— BEGIN —
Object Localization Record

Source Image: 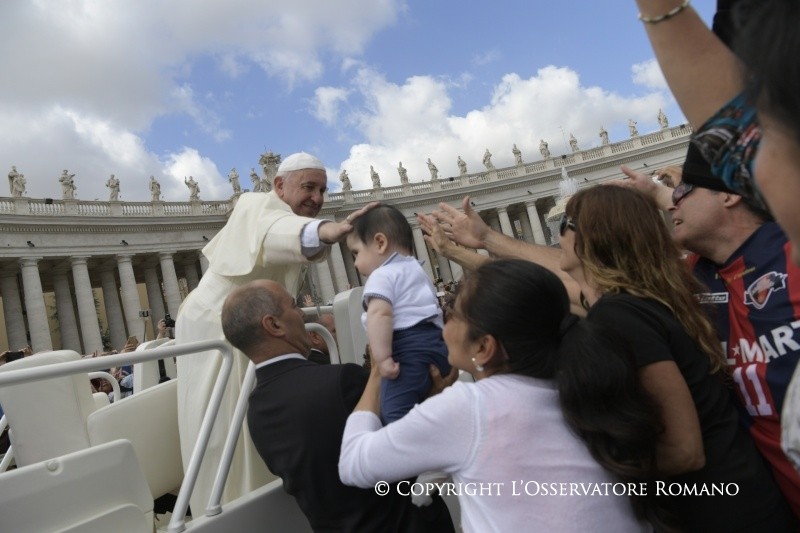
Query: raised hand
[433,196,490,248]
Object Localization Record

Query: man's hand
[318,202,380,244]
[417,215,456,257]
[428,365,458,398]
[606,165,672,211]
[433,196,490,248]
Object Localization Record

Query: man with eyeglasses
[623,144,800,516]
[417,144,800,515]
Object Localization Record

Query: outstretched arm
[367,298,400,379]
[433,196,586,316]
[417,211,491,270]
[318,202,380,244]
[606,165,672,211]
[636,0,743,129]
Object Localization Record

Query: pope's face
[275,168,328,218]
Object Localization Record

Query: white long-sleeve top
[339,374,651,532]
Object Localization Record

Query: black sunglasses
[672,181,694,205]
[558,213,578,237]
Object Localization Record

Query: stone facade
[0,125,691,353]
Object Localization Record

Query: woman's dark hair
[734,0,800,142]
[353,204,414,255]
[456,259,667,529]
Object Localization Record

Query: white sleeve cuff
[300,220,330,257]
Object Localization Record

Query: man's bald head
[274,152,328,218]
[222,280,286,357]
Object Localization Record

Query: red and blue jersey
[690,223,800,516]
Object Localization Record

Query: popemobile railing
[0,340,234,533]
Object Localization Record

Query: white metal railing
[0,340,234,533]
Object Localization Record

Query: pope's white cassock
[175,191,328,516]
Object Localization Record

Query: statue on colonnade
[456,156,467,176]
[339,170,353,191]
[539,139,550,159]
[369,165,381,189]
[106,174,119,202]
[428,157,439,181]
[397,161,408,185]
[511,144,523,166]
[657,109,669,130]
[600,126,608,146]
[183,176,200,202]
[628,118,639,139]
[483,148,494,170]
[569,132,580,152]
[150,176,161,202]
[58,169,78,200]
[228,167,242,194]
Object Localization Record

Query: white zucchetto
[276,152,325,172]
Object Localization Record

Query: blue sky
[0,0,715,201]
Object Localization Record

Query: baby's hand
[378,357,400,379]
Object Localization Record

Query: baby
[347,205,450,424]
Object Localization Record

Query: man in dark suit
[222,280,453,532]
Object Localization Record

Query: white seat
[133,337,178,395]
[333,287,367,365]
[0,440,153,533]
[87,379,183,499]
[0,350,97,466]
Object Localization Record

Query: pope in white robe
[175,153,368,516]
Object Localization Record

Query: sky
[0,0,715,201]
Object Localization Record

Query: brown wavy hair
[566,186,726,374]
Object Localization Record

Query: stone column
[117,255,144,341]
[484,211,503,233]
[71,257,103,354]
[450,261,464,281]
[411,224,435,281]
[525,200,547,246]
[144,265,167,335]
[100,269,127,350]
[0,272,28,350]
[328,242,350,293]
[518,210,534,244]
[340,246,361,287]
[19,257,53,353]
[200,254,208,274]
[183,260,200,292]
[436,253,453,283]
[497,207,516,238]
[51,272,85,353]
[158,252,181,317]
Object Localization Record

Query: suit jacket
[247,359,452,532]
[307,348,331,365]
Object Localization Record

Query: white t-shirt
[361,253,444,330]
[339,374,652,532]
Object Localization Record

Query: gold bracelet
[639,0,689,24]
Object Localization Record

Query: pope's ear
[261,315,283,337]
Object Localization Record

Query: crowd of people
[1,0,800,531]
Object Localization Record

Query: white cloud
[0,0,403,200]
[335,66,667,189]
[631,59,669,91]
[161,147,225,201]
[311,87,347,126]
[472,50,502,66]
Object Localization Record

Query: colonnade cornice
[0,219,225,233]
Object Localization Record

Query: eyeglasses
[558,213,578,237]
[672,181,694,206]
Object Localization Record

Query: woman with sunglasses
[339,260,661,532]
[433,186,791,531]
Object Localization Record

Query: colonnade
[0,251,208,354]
— END —
- Your instructions: Count the lines in the listing above that contain the string "railing", and give only that number.

- Worked solution: 2